= Task statement =
Taking the line with "trouser shown in this photo." as the start, reproduce every line until the records end, exactly and with nothing added.
BEGIN
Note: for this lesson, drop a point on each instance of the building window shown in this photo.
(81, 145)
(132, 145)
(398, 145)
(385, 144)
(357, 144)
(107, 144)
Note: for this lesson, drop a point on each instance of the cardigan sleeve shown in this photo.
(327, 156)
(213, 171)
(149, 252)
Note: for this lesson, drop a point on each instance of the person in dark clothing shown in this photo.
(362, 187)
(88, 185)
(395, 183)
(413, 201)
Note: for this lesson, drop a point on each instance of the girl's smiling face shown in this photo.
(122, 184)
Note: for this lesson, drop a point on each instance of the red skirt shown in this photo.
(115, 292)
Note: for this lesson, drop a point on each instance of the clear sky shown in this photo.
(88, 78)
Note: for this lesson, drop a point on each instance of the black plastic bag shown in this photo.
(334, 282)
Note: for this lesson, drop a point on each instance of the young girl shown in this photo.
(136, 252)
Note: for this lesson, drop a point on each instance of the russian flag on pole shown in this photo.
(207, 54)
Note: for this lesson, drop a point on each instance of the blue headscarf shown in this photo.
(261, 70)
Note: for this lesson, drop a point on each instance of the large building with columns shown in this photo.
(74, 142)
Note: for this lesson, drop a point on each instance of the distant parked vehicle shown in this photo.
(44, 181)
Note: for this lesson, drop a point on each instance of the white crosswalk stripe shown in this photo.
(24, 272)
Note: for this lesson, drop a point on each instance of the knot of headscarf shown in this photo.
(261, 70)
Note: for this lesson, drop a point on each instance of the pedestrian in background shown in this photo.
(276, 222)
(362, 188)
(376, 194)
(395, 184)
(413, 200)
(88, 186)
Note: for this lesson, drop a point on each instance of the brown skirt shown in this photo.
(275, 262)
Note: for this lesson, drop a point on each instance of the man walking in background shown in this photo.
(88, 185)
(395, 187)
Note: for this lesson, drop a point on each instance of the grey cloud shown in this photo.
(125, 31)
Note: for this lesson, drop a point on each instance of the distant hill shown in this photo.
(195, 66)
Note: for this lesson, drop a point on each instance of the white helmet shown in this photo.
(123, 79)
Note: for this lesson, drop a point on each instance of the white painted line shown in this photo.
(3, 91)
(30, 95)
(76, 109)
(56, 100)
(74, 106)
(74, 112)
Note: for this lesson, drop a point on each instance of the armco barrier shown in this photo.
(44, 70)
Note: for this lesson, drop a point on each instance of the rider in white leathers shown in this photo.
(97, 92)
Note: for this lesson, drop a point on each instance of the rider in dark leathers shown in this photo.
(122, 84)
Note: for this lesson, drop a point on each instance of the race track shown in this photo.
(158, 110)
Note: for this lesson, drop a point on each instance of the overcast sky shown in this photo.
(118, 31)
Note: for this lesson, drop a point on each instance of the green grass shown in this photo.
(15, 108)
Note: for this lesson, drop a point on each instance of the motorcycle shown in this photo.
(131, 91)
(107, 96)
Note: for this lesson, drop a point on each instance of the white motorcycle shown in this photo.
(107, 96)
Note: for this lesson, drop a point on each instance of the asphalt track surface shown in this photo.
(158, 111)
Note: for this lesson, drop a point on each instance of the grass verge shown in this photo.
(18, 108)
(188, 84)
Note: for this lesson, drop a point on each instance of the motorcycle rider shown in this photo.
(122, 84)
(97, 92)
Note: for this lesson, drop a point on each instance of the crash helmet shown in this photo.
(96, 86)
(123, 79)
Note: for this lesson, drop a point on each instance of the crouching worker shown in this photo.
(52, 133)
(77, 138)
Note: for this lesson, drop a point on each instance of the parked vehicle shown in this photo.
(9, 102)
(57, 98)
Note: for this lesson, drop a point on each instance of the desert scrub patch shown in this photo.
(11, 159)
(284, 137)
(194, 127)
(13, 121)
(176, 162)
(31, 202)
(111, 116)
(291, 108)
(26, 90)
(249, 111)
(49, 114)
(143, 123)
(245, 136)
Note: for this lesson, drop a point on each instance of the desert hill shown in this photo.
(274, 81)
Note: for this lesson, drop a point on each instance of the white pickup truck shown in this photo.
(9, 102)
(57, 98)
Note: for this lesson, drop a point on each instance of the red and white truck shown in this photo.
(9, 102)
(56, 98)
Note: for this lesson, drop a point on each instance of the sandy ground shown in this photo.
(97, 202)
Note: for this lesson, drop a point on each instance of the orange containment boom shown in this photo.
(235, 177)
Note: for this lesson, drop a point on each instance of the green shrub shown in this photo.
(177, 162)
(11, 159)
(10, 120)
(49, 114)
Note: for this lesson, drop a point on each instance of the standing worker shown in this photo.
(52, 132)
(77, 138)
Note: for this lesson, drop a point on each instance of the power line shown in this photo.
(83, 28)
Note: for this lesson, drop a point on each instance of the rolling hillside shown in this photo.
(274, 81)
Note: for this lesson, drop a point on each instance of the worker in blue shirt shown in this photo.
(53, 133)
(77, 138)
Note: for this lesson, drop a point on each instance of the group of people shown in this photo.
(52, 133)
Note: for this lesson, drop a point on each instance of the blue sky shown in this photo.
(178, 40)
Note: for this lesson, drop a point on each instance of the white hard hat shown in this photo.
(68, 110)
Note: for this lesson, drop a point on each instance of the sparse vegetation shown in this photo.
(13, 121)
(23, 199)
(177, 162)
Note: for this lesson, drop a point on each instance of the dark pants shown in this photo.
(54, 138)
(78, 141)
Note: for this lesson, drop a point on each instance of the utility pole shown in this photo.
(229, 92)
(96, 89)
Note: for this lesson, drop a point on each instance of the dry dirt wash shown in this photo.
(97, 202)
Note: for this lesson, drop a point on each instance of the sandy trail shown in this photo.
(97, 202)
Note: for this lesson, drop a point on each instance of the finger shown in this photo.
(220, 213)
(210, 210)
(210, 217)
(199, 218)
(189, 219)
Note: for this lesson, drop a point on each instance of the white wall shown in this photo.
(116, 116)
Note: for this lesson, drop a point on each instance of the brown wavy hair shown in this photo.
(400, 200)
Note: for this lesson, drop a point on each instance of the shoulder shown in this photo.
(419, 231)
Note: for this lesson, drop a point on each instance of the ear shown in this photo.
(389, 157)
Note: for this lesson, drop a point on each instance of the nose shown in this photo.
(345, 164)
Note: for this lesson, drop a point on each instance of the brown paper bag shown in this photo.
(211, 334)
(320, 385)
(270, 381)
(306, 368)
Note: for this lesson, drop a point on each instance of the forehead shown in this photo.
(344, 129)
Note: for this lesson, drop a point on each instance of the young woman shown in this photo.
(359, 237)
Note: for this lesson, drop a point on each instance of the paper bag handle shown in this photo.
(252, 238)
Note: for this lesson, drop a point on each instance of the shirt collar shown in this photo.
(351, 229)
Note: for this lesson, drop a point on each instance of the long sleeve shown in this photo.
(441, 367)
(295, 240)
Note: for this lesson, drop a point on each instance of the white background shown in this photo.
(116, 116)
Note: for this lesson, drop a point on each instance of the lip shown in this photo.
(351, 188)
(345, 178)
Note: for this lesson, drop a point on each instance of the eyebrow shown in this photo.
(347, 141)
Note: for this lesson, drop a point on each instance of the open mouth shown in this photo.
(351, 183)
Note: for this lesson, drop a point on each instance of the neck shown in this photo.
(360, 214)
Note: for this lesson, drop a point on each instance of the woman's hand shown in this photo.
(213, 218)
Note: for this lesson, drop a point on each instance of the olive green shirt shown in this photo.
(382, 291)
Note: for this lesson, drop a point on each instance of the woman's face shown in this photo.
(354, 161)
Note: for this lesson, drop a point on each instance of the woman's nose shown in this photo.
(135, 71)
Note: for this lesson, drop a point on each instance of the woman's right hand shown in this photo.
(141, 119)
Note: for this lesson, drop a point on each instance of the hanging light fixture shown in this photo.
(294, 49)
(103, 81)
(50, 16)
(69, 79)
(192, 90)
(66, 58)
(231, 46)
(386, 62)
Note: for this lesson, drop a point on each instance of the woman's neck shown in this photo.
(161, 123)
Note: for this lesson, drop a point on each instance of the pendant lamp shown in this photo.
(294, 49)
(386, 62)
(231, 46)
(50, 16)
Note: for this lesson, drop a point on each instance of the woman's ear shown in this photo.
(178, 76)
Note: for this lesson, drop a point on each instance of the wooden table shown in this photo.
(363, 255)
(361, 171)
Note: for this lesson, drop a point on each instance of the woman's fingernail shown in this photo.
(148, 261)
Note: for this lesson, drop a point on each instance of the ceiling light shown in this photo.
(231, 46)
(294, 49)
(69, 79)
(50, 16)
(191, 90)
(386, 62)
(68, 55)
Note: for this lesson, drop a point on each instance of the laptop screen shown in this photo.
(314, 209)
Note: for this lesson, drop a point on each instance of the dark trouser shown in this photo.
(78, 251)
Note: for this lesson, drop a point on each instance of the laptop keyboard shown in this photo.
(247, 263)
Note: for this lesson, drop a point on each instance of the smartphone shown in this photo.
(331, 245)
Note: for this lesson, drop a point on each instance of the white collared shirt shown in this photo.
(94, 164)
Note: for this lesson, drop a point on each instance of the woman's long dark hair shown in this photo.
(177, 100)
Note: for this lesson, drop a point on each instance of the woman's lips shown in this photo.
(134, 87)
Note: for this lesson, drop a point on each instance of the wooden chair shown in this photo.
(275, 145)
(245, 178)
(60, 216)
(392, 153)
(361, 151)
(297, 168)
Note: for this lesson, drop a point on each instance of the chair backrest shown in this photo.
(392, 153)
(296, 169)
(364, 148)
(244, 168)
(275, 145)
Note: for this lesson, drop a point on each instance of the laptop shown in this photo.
END
= Result for this task =
Note: for this lesson, drop a point on each instance of the dark trouser shown in this photo.
(78, 251)
Note: for this lesson, drop a point on each instance of the laptop keyboard shown in this photo.
(247, 263)
Note: for this lesson, drop a point on each instance of the smartphone shown in this photo.
(331, 245)
Note: for this lesson, drop a point on each instance of the white collared shirt shown in this photo.
(94, 164)
Note: for this lesson, drop a point on each instance of the woman's long dark hair shown in this photo.
(177, 100)
Note: for this lesson, drop a point on each instance of the woman's lips shown in this photo.
(134, 87)
Note: for this lesson, drop a point on each instance of the wooden chair shown in this photo.
(275, 145)
(245, 178)
(60, 216)
(392, 153)
(361, 151)
(297, 168)
Note: for this lesson, drop a point on each instance of the chair backrest shown in this photo.
(392, 153)
(296, 169)
(364, 148)
(244, 168)
(275, 145)
Note: for this lesson, drop a point on each instance of the laptop shown in this photo.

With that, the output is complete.